● Description of the task
Report each line of the data below that contains the word "microphone", copying every such line in full.

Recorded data

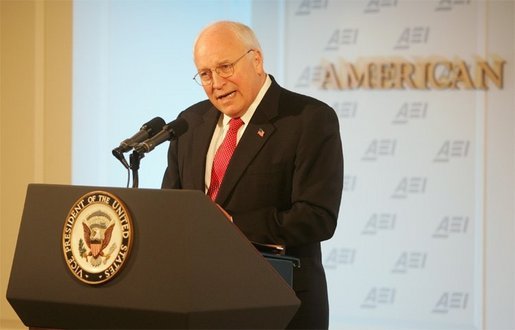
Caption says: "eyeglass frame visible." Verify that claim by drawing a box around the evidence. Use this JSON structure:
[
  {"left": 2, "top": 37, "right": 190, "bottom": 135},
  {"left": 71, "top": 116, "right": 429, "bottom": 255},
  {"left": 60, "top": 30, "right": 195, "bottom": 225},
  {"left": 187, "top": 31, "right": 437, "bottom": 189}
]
[{"left": 193, "top": 49, "right": 254, "bottom": 86}]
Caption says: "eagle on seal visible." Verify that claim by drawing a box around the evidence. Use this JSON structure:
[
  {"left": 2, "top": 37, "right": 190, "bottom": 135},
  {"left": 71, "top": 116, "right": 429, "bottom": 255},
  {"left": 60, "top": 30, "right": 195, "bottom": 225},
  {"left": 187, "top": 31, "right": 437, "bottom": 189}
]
[{"left": 82, "top": 211, "right": 114, "bottom": 266}]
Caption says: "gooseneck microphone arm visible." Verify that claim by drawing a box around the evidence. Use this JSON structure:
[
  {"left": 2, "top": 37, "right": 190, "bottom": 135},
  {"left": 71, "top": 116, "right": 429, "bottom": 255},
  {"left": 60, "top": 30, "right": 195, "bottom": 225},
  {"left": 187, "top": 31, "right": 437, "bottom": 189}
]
[{"left": 130, "top": 118, "right": 188, "bottom": 188}]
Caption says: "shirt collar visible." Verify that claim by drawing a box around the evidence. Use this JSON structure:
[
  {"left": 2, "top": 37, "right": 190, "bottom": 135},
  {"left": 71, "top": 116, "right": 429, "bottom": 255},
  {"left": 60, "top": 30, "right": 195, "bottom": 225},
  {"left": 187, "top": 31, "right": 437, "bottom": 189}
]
[{"left": 222, "top": 75, "right": 272, "bottom": 127}]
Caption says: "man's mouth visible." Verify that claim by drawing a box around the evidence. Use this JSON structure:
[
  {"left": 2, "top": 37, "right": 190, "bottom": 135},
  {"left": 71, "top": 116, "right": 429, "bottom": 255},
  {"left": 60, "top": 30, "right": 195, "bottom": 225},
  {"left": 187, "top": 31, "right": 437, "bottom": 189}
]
[{"left": 217, "top": 91, "right": 236, "bottom": 100}]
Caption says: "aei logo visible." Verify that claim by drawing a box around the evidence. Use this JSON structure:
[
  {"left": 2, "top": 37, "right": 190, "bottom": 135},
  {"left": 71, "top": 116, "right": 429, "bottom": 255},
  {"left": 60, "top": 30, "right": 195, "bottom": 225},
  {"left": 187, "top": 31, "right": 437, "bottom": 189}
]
[
  {"left": 435, "top": 0, "right": 470, "bottom": 11},
  {"left": 392, "top": 251, "right": 427, "bottom": 274},
  {"left": 433, "top": 215, "right": 469, "bottom": 238},
  {"left": 361, "top": 139, "right": 397, "bottom": 161},
  {"left": 434, "top": 140, "right": 470, "bottom": 163},
  {"left": 432, "top": 292, "right": 469, "bottom": 314},
  {"left": 392, "top": 102, "right": 427, "bottom": 125},
  {"left": 295, "top": 0, "right": 329, "bottom": 16},
  {"left": 363, "top": 0, "right": 397, "bottom": 14},
  {"left": 391, "top": 177, "right": 427, "bottom": 199},
  {"left": 325, "top": 28, "right": 359, "bottom": 51},
  {"left": 393, "top": 26, "right": 430, "bottom": 49},
  {"left": 360, "top": 287, "right": 396, "bottom": 309}
]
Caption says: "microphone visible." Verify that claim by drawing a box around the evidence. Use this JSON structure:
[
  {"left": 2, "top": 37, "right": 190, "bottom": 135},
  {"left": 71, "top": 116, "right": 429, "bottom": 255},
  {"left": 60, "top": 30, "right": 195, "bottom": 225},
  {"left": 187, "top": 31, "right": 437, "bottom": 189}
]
[
  {"left": 113, "top": 117, "right": 165, "bottom": 169},
  {"left": 134, "top": 118, "right": 188, "bottom": 154}
]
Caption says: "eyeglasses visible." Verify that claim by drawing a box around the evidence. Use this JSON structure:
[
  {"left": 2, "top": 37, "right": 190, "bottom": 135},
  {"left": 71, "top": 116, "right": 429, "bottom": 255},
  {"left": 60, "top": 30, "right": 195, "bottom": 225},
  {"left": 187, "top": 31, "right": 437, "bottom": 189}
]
[{"left": 193, "top": 49, "right": 254, "bottom": 86}]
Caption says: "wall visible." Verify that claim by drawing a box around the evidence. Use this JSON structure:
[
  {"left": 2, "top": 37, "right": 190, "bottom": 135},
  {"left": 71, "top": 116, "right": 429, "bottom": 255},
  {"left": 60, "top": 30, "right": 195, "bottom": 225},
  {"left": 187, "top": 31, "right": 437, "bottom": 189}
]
[
  {"left": 0, "top": 0, "right": 515, "bottom": 329},
  {"left": 0, "top": 0, "right": 72, "bottom": 329},
  {"left": 272, "top": 0, "right": 515, "bottom": 329}
]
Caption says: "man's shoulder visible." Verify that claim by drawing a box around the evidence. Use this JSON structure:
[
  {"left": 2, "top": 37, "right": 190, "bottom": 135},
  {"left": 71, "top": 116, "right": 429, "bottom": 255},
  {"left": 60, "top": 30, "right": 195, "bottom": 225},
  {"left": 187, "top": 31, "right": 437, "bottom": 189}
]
[{"left": 179, "top": 100, "right": 216, "bottom": 120}]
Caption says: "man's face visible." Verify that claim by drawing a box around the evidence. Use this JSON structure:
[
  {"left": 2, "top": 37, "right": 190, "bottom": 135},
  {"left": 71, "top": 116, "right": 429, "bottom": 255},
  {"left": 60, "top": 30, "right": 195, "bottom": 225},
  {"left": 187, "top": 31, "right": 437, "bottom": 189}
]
[{"left": 194, "top": 28, "right": 265, "bottom": 118}]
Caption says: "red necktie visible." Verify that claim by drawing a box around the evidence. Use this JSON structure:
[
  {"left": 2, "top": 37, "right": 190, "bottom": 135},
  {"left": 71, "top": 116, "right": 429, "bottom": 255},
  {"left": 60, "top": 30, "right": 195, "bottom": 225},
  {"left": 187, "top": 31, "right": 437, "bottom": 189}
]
[{"left": 207, "top": 118, "right": 243, "bottom": 200}]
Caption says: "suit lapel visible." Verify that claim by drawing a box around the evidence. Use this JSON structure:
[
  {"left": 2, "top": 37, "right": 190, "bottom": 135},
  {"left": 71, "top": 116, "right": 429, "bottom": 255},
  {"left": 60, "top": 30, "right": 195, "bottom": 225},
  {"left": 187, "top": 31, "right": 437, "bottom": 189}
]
[
  {"left": 216, "top": 78, "right": 280, "bottom": 205},
  {"left": 191, "top": 108, "right": 220, "bottom": 191}
]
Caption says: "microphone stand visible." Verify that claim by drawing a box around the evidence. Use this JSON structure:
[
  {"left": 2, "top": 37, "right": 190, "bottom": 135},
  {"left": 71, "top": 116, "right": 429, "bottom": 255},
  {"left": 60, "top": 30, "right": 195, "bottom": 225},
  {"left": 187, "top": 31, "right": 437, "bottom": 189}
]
[{"left": 129, "top": 150, "right": 145, "bottom": 188}]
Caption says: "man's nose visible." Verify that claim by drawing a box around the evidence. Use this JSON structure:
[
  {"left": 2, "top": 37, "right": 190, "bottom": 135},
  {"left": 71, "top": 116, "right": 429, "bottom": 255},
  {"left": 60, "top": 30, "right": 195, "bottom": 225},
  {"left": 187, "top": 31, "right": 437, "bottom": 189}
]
[{"left": 212, "top": 71, "right": 225, "bottom": 88}]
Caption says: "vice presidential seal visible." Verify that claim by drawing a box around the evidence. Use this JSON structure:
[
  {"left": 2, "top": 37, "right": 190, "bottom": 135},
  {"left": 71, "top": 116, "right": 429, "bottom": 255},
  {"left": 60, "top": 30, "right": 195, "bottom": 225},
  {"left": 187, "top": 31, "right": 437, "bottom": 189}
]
[{"left": 62, "top": 191, "right": 133, "bottom": 284}]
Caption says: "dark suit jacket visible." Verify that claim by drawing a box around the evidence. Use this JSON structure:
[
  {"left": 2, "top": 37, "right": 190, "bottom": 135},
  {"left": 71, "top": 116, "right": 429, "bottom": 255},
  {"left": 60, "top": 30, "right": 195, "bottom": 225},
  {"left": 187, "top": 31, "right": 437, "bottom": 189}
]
[{"left": 162, "top": 78, "right": 343, "bottom": 328}]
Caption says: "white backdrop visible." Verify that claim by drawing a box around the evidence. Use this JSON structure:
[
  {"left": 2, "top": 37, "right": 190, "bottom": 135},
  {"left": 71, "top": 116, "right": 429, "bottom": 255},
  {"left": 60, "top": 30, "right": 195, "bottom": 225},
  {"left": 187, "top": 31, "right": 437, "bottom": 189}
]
[{"left": 73, "top": 0, "right": 515, "bottom": 329}]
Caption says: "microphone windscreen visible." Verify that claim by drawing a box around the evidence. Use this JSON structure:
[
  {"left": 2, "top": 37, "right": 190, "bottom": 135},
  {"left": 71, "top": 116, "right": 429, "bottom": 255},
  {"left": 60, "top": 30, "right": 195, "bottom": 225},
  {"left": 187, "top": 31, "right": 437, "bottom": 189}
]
[
  {"left": 168, "top": 118, "right": 188, "bottom": 138},
  {"left": 141, "top": 117, "right": 166, "bottom": 137}
]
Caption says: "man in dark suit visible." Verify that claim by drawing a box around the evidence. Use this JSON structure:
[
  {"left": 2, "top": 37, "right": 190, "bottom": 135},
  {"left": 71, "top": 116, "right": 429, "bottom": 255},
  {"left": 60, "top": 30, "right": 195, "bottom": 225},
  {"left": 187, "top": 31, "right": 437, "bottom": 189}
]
[{"left": 162, "top": 21, "right": 343, "bottom": 329}]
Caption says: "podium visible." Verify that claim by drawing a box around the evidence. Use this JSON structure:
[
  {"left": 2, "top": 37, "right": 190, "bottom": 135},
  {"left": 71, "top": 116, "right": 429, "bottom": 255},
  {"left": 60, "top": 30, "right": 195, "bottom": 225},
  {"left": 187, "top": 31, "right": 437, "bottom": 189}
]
[{"left": 7, "top": 184, "right": 300, "bottom": 329}]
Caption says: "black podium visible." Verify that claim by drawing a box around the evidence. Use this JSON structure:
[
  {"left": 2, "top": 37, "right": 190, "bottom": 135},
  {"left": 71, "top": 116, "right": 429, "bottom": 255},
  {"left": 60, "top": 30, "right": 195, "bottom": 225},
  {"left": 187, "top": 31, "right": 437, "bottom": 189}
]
[{"left": 7, "top": 184, "right": 300, "bottom": 329}]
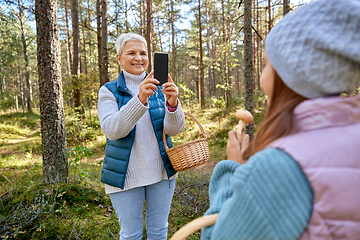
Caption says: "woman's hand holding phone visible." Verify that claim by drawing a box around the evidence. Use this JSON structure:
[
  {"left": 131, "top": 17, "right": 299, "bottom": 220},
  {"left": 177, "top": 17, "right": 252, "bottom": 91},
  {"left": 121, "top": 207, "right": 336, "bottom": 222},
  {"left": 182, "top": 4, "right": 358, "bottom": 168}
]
[
  {"left": 161, "top": 74, "right": 179, "bottom": 107},
  {"left": 226, "top": 130, "right": 249, "bottom": 164},
  {"left": 138, "top": 71, "right": 159, "bottom": 105}
]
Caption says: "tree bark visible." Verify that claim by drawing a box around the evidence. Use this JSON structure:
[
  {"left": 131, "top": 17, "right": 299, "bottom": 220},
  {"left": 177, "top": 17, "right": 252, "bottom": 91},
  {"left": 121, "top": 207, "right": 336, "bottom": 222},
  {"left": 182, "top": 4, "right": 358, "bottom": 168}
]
[
  {"left": 146, "top": 0, "right": 152, "bottom": 72},
  {"left": 64, "top": 0, "right": 72, "bottom": 75},
  {"left": 18, "top": 0, "right": 32, "bottom": 112},
  {"left": 100, "top": 0, "right": 110, "bottom": 86},
  {"left": 198, "top": 0, "right": 205, "bottom": 109},
  {"left": 244, "top": 0, "right": 254, "bottom": 140},
  {"left": 71, "top": 0, "right": 81, "bottom": 113},
  {"left": 35, "top": 0, "right": 68, "bottom": 184},
  {"left": 170, "top": 0, "right": 176, "bottom": 83}
]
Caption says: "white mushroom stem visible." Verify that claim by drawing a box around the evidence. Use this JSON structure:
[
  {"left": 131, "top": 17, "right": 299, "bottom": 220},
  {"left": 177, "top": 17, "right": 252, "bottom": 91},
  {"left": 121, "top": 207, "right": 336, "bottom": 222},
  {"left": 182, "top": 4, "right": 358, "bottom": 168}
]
[
  {"left": 236, "top": 120, "right": 246, "bottom": 143},
  {"left": 235, "top": 110, "right": 254, "bottom": 144}
]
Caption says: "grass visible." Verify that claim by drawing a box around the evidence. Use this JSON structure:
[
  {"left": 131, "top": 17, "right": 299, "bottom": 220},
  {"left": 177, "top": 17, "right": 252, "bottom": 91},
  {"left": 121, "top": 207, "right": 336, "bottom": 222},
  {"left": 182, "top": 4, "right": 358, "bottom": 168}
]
[{"left": 0, "top": 102, "right": 263, "bottom": 239}]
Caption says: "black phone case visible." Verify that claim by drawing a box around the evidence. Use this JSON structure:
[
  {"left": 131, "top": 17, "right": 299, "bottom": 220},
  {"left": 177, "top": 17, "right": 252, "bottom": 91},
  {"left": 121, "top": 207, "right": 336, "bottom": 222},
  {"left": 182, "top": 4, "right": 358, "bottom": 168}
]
[{"left": 154, "top": 53, "right": 169, "bottom": 86}]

● Problem solution
Caption says: "gooseneck microphone arm visible." Verify that claim by drawing a box around the evidence. Use this JSON structure:
Caption says: "microphone visible." Verify that claim by drawing a box around the evidence. Use this JSON structure:
Caption says: "microphone stand visible." Verify that claim by drawing a box around the evidence. Use this JSON structure:
Caption says: "microphone windscreen visible." Verify that claim by drawing a box around the evidence. Use this JSON structure:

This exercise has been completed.